# WHAT YOU SHOULD DO:
Please convert the listing into a two-column CSV with the headers instruction and outline. Give one row for each instruction and its answer, each in a single quoted field with line breaks replaced by spaces, beginning at the line that has "window, that would be a great help." and stopping after the line that has "780 258 L 605".
##############################
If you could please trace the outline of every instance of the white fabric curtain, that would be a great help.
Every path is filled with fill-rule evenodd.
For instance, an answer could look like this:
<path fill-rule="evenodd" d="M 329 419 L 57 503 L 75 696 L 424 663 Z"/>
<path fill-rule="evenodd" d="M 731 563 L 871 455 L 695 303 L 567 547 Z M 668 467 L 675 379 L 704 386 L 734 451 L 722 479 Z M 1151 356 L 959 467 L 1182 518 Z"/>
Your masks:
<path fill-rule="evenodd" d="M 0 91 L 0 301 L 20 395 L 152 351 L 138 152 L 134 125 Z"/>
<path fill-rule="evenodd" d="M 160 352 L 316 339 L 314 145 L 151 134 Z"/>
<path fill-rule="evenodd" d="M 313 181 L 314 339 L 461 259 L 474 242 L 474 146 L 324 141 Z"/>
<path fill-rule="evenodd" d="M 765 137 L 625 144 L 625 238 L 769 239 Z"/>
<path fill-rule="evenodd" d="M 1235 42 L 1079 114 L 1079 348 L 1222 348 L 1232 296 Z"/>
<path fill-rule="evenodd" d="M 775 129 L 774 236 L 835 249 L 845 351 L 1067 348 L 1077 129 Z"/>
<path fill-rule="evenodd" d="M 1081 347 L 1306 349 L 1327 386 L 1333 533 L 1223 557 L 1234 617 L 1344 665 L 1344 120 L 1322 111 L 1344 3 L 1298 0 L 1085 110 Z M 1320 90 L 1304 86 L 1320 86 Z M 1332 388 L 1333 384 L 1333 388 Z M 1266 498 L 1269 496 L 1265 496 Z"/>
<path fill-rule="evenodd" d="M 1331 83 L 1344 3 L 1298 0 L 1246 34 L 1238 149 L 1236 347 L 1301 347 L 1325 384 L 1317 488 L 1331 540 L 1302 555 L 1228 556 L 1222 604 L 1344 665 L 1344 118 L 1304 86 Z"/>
##############################
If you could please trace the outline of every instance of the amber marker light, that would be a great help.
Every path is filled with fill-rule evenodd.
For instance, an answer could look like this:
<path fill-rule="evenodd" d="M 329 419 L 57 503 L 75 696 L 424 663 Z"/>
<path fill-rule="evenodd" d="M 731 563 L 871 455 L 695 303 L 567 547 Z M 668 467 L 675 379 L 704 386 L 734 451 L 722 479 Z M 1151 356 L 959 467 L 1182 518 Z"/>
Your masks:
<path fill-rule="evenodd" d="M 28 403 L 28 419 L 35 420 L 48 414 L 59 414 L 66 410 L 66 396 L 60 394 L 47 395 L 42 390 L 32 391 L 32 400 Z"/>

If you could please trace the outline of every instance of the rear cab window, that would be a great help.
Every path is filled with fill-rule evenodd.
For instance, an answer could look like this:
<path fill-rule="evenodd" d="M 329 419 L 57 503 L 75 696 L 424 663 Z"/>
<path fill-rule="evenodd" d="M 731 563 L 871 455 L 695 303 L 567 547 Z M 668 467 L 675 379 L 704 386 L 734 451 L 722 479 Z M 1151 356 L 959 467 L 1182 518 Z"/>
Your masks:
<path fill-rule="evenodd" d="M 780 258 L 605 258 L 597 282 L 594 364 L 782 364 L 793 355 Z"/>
##############################
# COMPLETE RESPONSE:
instruction,outline
"If you could please trace the outline of every instance of the rear cab window, that would be a great help. Every path is filled with fill-rule evenodd. For instance, an answer could look like this: <path fill-rule=""evenodd"" d=""M 329 419 L 57 503 L 75 696 L 424 663 Z""/> <path fill-rule=""evenodd"" d=""M 731 563 L 871 455 L 695 303 L 567 547 Z M 668 467 L 675 379 L 704 386 L 734 451 L 722 479 Z M 1151 356 L 959 467 L 1182 518 Z""/> Your masks:","<path fill-rule=""evenodd"" d=""M 780 258 L 605 258 L 597 282 L 594 364 L 782 364 L 793 355 Z""/>"